**Page text:**
Release date: 2021-01-26

New features and enhancements

Encryption

  • Reworked internal crypto API.

  • Added support for PDF 2.0 encryption.

  • Added support for public key encryption.

  • Got rid of the homegrown RC4 class (not that it matters all to much, RC4 isn’t secure anyhow); all cryptographic operations in crypt.py are now delegated to oscrypto.

Signing

  • Encrypted files can now be signed from the CLI.

  • With the optional cryptography dependency, pyHanko can now create RSASSA-PSS signatures.

  • Factored out a low-level PdfCMSEmbedder API to cater to remote signing needs.

Miscellaneous

  • The document ID can now be accessed more conveniently.

  • The version number is now single-sourced in version.py.

  • Initialising the page tree in a PdfFileWriter is now optional.

  • Added a convenience function for copying files.

Validation

  • With the optional cryptography dependency, pyHanko can now validate RSASSA-PSS signatures.

  • Difference analysis checker was upgraded with capabilities to handle multiply referenced objects in a more straightforward way. This required API changes, and it comes at a significant performance cost, but the added cost is probably justified. The changes to the API are limited to the diff_analysis module itself, and do not impact the general validation API whatsoever.

**Record set:**
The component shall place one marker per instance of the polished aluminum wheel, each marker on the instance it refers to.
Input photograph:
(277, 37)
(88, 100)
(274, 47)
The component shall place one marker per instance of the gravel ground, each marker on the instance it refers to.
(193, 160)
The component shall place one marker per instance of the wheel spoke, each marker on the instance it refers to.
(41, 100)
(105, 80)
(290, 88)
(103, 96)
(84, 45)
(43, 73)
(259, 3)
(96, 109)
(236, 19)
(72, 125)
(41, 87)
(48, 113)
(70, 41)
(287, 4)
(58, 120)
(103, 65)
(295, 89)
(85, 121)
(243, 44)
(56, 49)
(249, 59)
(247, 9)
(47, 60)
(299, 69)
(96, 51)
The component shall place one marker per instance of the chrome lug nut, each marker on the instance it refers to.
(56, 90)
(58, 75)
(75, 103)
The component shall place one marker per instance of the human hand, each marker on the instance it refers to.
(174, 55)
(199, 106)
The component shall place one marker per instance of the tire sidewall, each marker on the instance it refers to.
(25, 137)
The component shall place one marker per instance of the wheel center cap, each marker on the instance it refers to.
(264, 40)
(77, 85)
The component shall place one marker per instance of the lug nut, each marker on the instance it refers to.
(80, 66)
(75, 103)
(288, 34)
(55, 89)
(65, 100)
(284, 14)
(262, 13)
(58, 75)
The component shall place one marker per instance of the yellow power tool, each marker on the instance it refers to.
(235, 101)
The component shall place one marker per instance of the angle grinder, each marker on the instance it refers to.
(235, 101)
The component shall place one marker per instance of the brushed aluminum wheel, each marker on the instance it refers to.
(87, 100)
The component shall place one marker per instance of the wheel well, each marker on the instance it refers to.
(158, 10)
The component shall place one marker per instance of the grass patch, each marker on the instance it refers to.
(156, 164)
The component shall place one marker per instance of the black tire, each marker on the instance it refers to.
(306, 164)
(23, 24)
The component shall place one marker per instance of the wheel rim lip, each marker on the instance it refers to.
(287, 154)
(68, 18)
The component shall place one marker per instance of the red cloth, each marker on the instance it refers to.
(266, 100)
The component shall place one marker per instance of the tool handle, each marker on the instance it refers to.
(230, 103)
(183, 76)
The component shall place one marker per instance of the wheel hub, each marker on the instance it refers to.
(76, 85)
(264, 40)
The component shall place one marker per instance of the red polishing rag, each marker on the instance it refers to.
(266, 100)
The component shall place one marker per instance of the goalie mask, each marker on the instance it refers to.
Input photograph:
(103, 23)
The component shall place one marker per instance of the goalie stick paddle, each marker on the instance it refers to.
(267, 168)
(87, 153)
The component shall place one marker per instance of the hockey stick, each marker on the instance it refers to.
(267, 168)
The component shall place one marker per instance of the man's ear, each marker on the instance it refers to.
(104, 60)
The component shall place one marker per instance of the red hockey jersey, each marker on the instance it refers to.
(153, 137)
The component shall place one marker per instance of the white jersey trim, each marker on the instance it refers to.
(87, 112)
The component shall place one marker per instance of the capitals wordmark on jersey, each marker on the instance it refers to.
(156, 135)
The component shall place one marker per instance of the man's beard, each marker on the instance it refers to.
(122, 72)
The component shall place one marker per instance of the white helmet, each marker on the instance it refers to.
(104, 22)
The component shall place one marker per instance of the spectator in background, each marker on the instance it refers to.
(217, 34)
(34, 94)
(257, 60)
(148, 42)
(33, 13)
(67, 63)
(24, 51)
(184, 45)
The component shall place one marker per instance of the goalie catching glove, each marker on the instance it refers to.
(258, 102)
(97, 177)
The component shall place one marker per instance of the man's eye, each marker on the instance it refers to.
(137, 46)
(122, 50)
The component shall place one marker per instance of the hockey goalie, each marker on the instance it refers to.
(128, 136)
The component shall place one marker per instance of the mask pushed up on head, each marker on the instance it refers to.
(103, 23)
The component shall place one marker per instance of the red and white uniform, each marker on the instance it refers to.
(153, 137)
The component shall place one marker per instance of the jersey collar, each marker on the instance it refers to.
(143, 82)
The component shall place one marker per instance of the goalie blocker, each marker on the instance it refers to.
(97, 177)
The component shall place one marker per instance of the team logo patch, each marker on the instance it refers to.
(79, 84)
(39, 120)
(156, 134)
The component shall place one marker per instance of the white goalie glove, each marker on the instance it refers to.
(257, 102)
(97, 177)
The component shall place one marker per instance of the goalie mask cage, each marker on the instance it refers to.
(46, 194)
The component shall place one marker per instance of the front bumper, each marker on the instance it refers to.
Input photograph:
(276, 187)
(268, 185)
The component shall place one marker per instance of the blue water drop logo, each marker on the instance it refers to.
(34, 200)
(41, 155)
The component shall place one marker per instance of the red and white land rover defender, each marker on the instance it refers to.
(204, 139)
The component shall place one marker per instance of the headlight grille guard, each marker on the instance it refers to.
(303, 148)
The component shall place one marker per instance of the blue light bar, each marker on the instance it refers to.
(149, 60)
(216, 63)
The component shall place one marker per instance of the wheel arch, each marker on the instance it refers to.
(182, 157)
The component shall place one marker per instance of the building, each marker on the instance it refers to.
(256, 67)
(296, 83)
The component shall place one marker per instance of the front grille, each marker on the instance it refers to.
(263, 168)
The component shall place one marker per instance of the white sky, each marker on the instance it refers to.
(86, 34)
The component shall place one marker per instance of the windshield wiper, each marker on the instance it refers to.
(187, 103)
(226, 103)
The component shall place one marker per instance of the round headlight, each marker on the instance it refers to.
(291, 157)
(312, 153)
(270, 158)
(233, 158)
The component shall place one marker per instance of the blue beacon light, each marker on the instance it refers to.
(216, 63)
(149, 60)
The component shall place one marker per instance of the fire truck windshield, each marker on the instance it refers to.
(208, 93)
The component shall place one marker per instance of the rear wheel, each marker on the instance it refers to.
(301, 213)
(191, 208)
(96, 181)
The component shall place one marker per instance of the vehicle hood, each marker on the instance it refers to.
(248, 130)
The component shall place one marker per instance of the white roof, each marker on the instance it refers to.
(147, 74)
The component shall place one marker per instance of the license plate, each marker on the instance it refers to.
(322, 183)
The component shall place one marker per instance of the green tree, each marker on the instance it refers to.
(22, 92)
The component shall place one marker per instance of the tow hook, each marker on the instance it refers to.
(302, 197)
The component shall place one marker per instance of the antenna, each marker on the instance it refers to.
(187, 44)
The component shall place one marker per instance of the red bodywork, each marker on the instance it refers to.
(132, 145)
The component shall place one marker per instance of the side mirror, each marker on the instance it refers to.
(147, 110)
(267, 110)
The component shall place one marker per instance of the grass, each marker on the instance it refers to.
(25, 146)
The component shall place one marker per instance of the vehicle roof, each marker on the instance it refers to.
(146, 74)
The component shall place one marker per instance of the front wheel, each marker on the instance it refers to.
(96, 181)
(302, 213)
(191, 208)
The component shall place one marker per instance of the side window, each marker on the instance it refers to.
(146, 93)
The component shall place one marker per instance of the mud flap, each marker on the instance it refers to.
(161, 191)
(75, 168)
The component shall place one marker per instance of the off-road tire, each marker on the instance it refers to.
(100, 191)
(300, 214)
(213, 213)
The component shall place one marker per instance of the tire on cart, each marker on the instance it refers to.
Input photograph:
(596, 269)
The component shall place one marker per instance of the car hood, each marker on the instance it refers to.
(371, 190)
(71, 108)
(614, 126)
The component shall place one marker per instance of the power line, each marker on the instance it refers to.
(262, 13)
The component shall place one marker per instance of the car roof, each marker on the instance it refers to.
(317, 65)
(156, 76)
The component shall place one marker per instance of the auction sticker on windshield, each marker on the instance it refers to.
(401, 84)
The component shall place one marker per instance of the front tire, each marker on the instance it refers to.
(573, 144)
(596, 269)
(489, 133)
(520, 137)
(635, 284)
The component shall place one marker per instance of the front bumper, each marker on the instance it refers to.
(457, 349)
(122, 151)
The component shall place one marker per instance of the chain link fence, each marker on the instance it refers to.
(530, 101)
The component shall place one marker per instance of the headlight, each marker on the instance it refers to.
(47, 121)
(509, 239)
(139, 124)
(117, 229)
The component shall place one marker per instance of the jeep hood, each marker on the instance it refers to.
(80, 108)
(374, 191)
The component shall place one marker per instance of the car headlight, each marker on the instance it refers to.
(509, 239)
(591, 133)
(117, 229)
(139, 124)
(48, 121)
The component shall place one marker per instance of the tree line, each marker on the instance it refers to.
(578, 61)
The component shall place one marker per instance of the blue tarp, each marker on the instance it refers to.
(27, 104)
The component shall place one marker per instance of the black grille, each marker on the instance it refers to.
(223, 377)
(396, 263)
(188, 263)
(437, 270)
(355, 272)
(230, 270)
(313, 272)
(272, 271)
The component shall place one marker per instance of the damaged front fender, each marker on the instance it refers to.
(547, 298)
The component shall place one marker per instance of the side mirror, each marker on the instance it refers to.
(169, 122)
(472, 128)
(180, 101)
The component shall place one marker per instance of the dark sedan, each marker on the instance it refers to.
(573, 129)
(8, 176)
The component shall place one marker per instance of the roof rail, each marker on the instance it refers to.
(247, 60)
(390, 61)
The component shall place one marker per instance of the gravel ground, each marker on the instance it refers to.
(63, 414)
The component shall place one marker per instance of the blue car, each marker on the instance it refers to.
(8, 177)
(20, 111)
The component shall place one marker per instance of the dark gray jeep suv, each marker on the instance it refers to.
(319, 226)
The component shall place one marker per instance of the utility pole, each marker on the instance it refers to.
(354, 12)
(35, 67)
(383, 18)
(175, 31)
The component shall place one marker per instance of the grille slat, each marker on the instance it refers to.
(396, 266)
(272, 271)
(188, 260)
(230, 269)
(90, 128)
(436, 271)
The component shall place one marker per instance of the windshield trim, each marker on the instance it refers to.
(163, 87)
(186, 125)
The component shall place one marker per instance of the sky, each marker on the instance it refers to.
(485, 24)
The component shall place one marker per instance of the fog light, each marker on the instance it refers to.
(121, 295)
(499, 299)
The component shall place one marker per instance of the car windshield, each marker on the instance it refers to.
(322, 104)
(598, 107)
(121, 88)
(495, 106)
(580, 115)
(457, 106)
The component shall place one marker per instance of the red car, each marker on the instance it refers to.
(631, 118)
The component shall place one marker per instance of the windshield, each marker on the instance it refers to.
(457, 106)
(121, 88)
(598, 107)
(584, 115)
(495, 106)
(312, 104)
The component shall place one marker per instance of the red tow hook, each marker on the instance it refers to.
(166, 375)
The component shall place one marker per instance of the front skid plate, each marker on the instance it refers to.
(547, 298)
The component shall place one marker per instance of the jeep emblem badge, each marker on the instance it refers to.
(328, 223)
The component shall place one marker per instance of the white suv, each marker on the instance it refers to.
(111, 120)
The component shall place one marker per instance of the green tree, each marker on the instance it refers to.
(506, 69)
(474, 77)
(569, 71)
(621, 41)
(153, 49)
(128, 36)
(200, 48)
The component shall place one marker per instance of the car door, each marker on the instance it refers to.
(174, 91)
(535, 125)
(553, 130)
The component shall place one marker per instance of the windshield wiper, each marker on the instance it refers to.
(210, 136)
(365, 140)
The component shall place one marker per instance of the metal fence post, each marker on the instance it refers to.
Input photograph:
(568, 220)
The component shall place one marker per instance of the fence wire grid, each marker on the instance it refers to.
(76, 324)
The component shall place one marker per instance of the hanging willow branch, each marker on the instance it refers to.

**Given exercise:** Reproduce the full release notes word for word. Draw only on the release notes.

**The output:**
Release date: 2021-01-26

New features and enhancements

Encryption

  • Reworked internal crypto API.

  • Added support for PDF 2.0 encryption.

  • Added support for public key encryption.

  • Got rid of the homegrown RC4 class (not that it matters all to much, RC4 isn’t secure anyhow); all cryptographic operations in crypt.py are now delegated to oscrypto.

Signing

  • Encrypted files can now be signed from the CLI.

  • With the optional cryptography dependency, pyHanko can now create RSASSA-PSS signatures.

  • Factored out a low-level PdfCMSEmbedder API to cater to remote signing needs.

Miscellaneous

  • The document ID can now be accessed more conveniently.

  • The version number is now single-sourced in version.py.

  • Initialising the page tree in a PdfFileWriter is now optional.

  • Added a convenience function for copying files.

Validation

  • With the optional cryptography dependency, pyHanko can now validate RSASSA-PSS signatures.

  • Difference analysis checker was upgraded with capabilities to handle multiply referenced objects in a more straightforward way. This required API changes, and it comes at a significant performance cost, but the added cost is probably justified. The changes to the API are limited to the diff_analysis module itself, and do not impact the general validation API whatsoever.